### TEXTO DE LA PÁGINA
===============

# Preprocesamiento de imagenes en paralelo

### Librerías

In [None]:
import os
import numpy as np
import time
from PIL import Image
from pathlib import Path
from multiprocessing import Pool, cpu_count
from tqdm import tqdm

### Parámetros

In [None]:
BATCH_SIZE = 200
TARGET_SIZE = (224, 224)
MEAN = np.array([0.485, 0.456, 0.406])
STD = np.array([0.229, 0.224, 0.225])
INPUT_DIR = "/home/jiu/Documents/School IPN/Sexto Semester/Computo Paralelo/Segundo Dpto/Proyecto - Final de Dpto/ImageNet/ILSVRC/Data/CLS-LOC"
OUTPUT_DIR = "output/"
os.makedirs(OUTPUT_DIR, exist_ok=True)

### Función de preprocesamiento para una imagen

In [None]:
def preprocess_image(img_path):
    try:
        img = Image.open(img_path).convert('RGB')
        img = img.resize(TARGET_SIZE)
        img_array = np.array(img).astype(np.float32) / 255.0
        img_array = (img_array - MEAN) / STD
        img_array = img_array.transpose(2, 0, 1)
        #print("Imagen Procesada")   
        return (img_array, img_path)
    except Exception as e:
        print(f"Error con {img_path}: {e}")
        return None

### Versión paralela

In [None]:
def save_preprocessed_image(arrays_path_pairs):
    for arr, img_path in arrays_path_pairs:
        rel_path = Path(img_path).relative_to(INPUT_DIR)
        new_path = Path(OUTPUT_DIR) / rel_path.with_suffix('.npy')

===============

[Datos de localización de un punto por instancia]
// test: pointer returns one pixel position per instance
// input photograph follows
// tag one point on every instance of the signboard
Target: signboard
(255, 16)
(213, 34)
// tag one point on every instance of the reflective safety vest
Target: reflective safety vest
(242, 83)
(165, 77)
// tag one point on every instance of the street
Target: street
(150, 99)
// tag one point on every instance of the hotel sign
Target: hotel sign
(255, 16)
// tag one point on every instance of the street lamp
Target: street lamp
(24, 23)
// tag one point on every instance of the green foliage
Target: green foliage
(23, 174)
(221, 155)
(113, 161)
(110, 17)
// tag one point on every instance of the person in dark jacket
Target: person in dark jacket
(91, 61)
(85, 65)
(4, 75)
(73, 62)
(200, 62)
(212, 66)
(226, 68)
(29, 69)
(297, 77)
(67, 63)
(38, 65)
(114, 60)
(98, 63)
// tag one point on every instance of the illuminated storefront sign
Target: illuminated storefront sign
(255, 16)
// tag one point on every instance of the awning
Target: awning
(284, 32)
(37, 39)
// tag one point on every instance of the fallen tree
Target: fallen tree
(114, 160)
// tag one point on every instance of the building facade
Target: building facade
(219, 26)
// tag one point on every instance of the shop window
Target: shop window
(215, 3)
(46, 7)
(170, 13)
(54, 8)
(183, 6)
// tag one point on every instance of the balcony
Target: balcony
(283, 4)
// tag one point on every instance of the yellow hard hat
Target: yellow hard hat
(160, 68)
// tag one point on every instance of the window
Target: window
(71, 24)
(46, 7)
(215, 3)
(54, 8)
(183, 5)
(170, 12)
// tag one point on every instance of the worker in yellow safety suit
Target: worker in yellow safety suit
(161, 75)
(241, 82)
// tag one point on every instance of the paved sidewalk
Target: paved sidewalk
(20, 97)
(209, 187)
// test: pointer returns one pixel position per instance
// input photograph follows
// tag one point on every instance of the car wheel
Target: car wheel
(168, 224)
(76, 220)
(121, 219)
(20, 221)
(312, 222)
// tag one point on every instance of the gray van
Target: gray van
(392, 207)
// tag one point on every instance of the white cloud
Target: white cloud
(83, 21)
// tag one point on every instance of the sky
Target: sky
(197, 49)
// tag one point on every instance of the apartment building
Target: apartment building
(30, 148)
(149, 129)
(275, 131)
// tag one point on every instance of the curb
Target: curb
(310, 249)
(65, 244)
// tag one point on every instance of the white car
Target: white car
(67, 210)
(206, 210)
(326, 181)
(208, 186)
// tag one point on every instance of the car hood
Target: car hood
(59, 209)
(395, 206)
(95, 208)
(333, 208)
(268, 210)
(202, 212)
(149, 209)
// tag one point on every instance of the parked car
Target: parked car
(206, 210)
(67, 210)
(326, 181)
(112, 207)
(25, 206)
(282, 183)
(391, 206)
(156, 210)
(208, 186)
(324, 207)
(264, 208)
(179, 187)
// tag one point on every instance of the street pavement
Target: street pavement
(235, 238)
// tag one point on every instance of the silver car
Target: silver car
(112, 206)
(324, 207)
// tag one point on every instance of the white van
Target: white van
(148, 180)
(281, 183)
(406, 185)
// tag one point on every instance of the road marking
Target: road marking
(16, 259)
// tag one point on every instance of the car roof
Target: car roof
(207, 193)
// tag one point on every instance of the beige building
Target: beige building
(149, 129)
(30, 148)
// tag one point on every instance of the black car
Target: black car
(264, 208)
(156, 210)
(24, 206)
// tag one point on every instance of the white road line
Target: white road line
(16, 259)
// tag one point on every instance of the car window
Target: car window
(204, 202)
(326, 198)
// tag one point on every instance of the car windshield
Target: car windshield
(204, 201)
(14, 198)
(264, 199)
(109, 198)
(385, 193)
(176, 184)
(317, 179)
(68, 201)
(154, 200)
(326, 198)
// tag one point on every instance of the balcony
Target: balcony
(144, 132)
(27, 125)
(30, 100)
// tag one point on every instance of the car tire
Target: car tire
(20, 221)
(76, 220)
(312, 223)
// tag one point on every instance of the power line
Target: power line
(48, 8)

===============

### DESCRIPCIÓN DE LA TAREA
Duplica completo, por favor, el texto sobre preprocesamiento de imágenes en paralelo, sin alterar nada. Los registros no tienen relación con el texto sobre preprocesamiento de imágenes en paralelo.

### RESPUESTA
# Preprocesamiento de imagenes en paralelo

### Librerías

In [None]:
import os
import numpy as np
import time
from PIL import Image
from pathlib import Path
from multiprocessing import Pool, cpu_count
from tqdm import tqdm

### Parámetros

In [None]:
BATCH_SIZE = 200
TARGET_SIZE = (224, 224)
MEAN = np.array([0.485, 0.456, 0.406])
STD = np.array([0.229, 0.224, 0.225])
INPUT_DIR = "/home/jiu/Documents/School IPN/Sexto Semester/Computo Paralelo/Segundo Dpto/Proyecto - Final de Dpto/ImageNet/ILSVRC/Data/CLS-LOC"
OUTPUT_DIR = "output/"
os.makedirs(OUTPUT_DIR, exist_ok=True)

### Función de preprocesamiento para una imagen

In [None]:
def preprocess_image(img_path):
    try:
        img = Image.open(img_path).convert('RGB')
        img = img.resize(TARGET_SIZE)
        img_array = np.array(img).astype(np.float32) / 255.0
        img_array = (img_array - MEAN) / STD
        img_array = img_array.transpose(2, 0, 1)
        #print("Imagen Procesada")   
        return (img_array, img_path)
    except Exception as e:
        print(f"Error con {img_path}: {e}")
        return None

### Versión paralela

In [None]:
def save_preprocessed_image(arrays_path_pairs):
    for arr, img_path in arrays_path_pairs:
        rel_path = Path(img_path).relative_to(INPUT_DIR)
        new_path = Path(OUTPUT_DIR) / rel_path.with_suffix('.npy')